── SELECTED EXCERPT ──

A review of the efficacy of prostate cancer therapies against castration-resistant prostate cancer
Shengxin Zhang, Tao Zhang, Gemma K. Kinsella, James F. Curtin
Abstract
The standard treatments for prostate cancer (PCa) include chemotherapy, hormone therapy, targeted therapies based on androgen receptor (AR) and/or gonadotropin-releasing hormone (GnRH) receptor antagonists, and radiation therapy. But PCa therapeutic resistance remains an unsolved challenge, leading to progression to castration-resistant prostate cancer (CRPC). Emerging PCa therapies - including poly(ADP-ribose) polymerase (PARP) inhibitors, AR crosstalk signalling pathway inhibitors, B-cell lymphoma 2 (BCL-2) inhibitors, cyclin-dependent kinase 4 (CDK4)/CDK6 inhibitors, CRISPR/Cas9, epigenetic inhibitors, and nanotechnology-based drug-delivery approaches - provide promising targeted solutions. Targeted protein degradation therapy, particularly AR degradation therapies, effectively inhibits resistance at its source. This review summarises the established and emerging PCa therapies, focusing on discussing their efficacy in terms of PCa resistance with supporting experimental findings and the mechanisms of PCa drug resistance.

───

YOUR TASKS
**A)** According to the prostate cancer review abstract, what does therapeutic resistance in prostate cancer lead to?
**B)** Say whether each statement agrees with the prostate cancer review abstract, answering yes or no and quoting the deciding words: (i) Radiation therapy is one of the standard treatments for prostate cancer. (ii) CRISPR/Cas9 is one of the standard treatments for prostate cancer. (iii) Therapeutic resistance in prostate cancer has been solved.

── RECORDS PROVIDED ──

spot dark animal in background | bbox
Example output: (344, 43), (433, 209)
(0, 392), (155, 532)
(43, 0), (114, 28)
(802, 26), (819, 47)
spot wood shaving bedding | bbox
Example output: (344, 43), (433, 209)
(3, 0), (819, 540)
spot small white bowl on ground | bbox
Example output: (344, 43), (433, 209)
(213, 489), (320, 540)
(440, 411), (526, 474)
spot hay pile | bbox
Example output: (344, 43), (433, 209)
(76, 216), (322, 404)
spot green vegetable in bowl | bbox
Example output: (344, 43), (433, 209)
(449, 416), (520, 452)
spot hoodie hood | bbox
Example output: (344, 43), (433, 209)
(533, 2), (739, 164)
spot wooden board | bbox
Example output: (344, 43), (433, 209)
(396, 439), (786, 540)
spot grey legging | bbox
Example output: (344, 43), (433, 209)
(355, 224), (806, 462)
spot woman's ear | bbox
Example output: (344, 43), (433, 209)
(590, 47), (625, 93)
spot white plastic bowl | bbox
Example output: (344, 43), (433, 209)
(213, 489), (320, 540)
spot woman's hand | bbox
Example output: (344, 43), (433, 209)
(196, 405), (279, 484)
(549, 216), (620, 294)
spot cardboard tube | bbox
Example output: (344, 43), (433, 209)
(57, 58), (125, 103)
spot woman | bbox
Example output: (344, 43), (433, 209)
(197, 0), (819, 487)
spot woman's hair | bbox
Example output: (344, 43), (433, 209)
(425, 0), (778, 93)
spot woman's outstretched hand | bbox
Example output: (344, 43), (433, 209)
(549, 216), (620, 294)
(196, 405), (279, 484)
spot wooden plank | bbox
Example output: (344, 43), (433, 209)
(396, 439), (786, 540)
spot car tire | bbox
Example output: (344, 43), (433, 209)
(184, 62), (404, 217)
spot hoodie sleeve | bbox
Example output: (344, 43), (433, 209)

───

RESPONSES PER TASK
**A)** It leads to progression to castration-resistant prostate cancer (CRPC).

**B)**
(i) Yes: "The standard treatments for prostate cancer (PCa) include chemotherapy, hormone therapy, targeted therapies based on androgen receptor (AR) and/or gonadotropin-releasing hormone (GnRH) receptor antagonists, and radiation therapy."
(ii) No: "Emerging PCa therapies - including poly(ADP-ribose) polymerase (PARP) inhibitors, AR crosstalk signalling pathway inhibitors, B-cell lymphoma 2 (BCL-2) inhibitors, cyclin-dependent kinase 4 (CDK4)/CDK6 inhibitors, CRISPR/Cas9"
(iii) No: "But PCa therapeutic resistance remains an unsolved challenge"